Turn every line of the entries below into one numbered list, skipping any blank lines.

**Data provided**

────────

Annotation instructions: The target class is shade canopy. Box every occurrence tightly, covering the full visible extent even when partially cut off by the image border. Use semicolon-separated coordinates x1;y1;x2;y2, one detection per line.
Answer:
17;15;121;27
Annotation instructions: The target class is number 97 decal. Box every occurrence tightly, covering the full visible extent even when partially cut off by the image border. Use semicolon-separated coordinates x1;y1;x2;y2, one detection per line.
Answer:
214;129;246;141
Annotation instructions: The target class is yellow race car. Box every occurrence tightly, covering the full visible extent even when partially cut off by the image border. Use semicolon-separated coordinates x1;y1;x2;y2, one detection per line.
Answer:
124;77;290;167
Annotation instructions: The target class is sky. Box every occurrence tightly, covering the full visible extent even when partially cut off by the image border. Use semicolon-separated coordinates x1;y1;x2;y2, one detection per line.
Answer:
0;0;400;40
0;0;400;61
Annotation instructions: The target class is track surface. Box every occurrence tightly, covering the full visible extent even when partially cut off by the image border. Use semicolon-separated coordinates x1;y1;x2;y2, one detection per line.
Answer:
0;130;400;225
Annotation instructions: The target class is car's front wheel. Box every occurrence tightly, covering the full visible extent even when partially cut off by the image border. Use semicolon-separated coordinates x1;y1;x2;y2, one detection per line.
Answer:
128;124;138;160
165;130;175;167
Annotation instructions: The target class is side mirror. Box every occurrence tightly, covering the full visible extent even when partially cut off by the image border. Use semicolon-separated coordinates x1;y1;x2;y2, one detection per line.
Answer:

────────

**Correct response**
1. Annotation instructions: The target class is shade canopy. Box every occurrence tightly, covering the full visible extent even when partially cut off by the image border. Use semicolon-separated coordinates x1;y1;x2;y2, one detection per line.
2. Answer:
3. 17;15;121;27
4. Annotation instructions: The target class is number 97 decal. Box every occurrence tightly, covering the full visible extent even when partially cut off by the image border. Use semicolon-separated coordinates x1;y1;x2;y2, one detection per line.
5. Answer:
6. 214;129;246;141
7. Annotation instructions: The target class is yellow race car. Box every occurrence tightly, covering the full visible extent even when partially cut off by the image border. Use semicolon-separated coordinates x1;y1;x2;y2, one detection per line.
8. Answer:
9. 124;77;290;167
10. Annotation instructions: The target class is sky. Box every occurrence tightly, covering the full visible extent even when partially cut off by the image border. Use semicolon-separated coordinates x1;y1;x2;y2, one detection per line.
11. Answer:
12. 0;0;400;40
13. 0;0;400;61
14. Annotation instructions: The target class is track surface. Box every occurrence tightly, covering the full visible extent even when partially cut off by the image border. Use semicolon-separated coordinates x1;y1;x2;y2, one detection per line.
15. Answer:
16. 0;130;400;225
17. Annotation instructions: The target class is car's front wheel. Box every occurrence tightly, covering the full visible extent even when partially cut off by the image border. Use semicolon-separated coordinates x1;y1;x2;y2, one detection per line.
18. Answer:
19. 128;124;138;160
20. 165;130;175;167
21. Annotation instructions: The target class is side mirror. Box every occurrence tightly, covering the full visible extent even when partially cut off by the image border. Use semicolon-separated coordinates x1;y1;x2;y2, one detection per line.
22. Answer:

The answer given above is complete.